▶ [Detection examples]
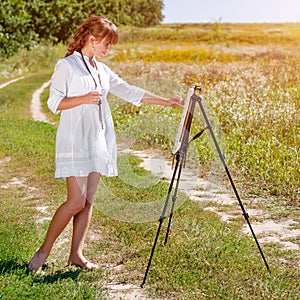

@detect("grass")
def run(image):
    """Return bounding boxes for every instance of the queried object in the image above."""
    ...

[0,24,300,299]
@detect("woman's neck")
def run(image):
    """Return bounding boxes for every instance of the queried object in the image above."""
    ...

[81,47,95,67]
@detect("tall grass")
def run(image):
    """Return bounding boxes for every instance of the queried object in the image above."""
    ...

[0,25,300,299]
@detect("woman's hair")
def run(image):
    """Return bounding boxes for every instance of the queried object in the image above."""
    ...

[65,16,119,56]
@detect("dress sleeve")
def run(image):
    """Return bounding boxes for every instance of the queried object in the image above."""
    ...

[47,59,72,114]
[104,65,145,106]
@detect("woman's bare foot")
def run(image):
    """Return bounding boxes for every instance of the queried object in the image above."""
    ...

[28,250,48,272]
[68,256,99,271]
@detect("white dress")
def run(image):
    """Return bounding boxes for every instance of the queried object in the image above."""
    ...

[47,51,145,178]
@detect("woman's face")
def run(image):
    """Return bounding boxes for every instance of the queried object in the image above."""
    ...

[93,38,111,58]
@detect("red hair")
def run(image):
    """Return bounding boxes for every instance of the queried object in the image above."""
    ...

[66,16,119,56]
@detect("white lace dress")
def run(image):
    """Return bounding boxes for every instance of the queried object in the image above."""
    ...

[48,52,145,178]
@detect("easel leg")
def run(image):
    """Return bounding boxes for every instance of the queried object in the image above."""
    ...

[141,154,182,287]
[192,94,271,272]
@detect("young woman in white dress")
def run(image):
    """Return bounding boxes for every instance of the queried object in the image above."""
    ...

[28,16,183,271]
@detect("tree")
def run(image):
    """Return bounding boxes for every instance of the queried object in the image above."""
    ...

[0,0,163,57]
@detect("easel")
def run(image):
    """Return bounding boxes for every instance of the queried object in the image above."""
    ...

[141,86,271,287]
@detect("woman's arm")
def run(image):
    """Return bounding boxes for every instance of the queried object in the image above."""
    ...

[142,91,184,106]
[57,91,101,110]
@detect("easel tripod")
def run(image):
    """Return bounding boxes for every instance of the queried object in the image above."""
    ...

[141,86,270,287]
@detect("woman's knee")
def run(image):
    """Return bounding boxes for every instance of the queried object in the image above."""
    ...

[66,198,87,215]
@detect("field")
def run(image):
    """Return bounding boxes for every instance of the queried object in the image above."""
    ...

[0,22,300,299]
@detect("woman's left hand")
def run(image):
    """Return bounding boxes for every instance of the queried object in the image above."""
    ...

[169,94,184,106]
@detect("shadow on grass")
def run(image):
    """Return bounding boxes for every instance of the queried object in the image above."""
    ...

[33,269,82,283]
[0,259,82,283]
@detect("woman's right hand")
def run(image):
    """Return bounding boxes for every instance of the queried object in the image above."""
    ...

[82,91,102,104]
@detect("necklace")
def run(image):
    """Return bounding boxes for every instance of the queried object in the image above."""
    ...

[79,50,103,129]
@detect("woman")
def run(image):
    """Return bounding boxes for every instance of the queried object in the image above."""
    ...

[28,16,183,271]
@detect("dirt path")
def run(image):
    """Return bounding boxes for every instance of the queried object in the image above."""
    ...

[131,151,300,253]
[0,78,300,300]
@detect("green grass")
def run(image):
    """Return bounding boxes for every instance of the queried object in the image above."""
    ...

[0,24,300,299]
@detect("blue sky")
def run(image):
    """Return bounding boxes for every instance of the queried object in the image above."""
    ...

[163,0,300,23]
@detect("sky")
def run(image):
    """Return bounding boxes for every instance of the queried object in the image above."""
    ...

[163,0,300,23]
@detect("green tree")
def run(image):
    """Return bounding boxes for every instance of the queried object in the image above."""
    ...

[0,0,163,57]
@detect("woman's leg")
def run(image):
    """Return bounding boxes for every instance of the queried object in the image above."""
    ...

[28,177,87,271]
[69,172,100,269]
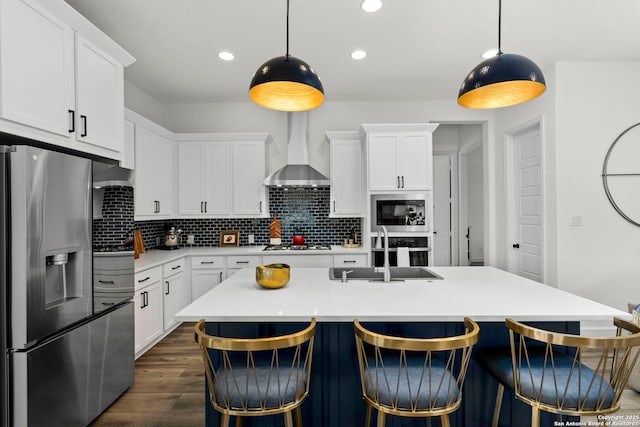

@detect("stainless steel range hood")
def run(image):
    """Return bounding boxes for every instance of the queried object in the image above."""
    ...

[264,111,329,187]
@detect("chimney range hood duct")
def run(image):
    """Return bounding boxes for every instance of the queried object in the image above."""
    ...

[264,111,329,187]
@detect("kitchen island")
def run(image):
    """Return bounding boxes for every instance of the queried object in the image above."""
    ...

[176,267,629,426]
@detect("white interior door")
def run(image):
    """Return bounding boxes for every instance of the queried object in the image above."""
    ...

[431,155,453,266]
[507,123,544,282]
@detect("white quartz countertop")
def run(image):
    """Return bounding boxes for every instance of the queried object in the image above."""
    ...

[135,245,369,271]
[176,267,629,322]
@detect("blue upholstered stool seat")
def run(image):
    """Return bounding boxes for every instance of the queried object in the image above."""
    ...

[364,357,459,409]
[214,365,307,409]
[476,347,614,410]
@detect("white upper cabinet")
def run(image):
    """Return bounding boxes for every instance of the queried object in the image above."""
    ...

[0,0,134,160]
[75,34,124,154]
[178,142,231,217]
[133,112,176,220]
[0,0,75,138]
[362,124,438,191]
[177,133,269,217]
[233,139,269,217]
[326,132,365,217]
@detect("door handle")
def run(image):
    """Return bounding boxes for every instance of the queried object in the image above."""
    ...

[68,110,76,133]
[80,114,87,136]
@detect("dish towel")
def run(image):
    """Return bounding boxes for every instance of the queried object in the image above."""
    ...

[398,247,409,267]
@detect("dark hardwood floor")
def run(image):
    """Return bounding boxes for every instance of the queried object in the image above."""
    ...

[91,323,204,427]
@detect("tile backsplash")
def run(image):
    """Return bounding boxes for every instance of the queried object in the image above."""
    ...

[135,187,362,249]
[93,186,134,246]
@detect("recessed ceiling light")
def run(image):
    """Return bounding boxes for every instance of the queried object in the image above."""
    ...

[218,50,235,61]
[351,49,367,59]
[482,49,498,59]
[360,0,382,12]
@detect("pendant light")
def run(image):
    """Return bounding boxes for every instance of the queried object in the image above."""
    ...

[249,0,324,111]
[458,0,546,109]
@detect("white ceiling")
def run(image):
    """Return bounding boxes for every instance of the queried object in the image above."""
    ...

[66,0,640,103]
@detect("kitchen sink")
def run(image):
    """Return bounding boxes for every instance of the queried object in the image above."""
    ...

[329,267,442,281]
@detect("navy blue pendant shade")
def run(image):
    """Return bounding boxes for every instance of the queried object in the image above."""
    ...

[458,52,546,109]
[249,55,324,111]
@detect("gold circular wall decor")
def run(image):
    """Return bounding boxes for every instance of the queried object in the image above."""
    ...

[602,123,640,227]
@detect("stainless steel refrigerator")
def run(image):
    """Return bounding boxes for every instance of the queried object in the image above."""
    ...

[0,143,134,426]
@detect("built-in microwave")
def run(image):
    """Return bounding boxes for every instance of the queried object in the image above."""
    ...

[371,193,431,232]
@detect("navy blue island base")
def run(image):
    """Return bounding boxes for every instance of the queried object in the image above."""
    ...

[205,322,580,427]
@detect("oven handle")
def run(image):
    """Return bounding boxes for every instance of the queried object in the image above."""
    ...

[371,247,431,252]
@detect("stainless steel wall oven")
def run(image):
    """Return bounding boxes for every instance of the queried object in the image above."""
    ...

[371,193,431,232]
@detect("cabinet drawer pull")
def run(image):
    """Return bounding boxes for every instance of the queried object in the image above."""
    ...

[80,114,87,136]
[68,110,76,133]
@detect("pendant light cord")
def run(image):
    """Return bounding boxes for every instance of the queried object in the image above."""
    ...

[286,0,289,58]
[498,0,502,55]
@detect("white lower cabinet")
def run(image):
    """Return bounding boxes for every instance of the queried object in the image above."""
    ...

[191,256,224,301]
[162,258,191,331]
[134,267,164,356]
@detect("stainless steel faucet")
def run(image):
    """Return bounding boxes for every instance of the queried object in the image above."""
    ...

[378,225,391,282]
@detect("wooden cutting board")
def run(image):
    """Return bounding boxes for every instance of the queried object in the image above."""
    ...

[133,229,144,259]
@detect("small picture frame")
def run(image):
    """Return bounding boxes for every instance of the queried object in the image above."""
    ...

[219,230,240,247]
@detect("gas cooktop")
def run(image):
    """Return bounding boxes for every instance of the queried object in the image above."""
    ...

[263,244,331,251]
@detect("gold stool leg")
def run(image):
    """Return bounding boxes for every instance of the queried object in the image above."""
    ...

[491,384,504,427]
[364,403,371,427]
[531,406,540,427]
[284,411,293,427]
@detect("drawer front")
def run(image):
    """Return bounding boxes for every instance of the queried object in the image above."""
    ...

[162,258,185,277]
[227,255,261,268]
[333,254,367,267]
[191,256,224,270]
[134,265,162,290]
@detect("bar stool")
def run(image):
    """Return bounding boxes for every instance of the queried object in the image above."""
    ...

[195,318,316,427]
[353,318,480,427]
[475,318,640,427]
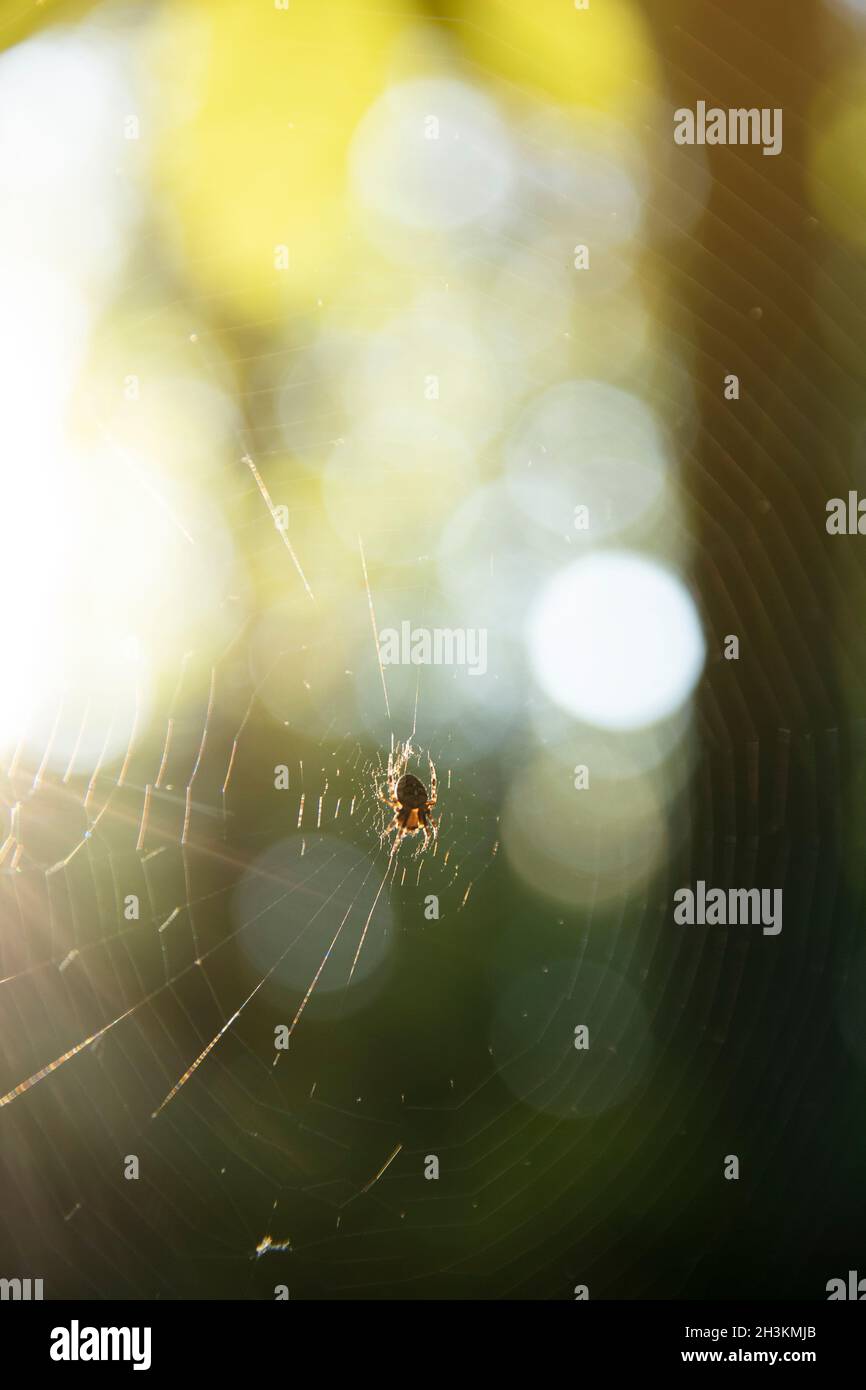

▶ [What is needed]
Please count the lines in the listing that contain the string "grass", treating case as significant, and give only the number.

▶ [Exercise solution]
4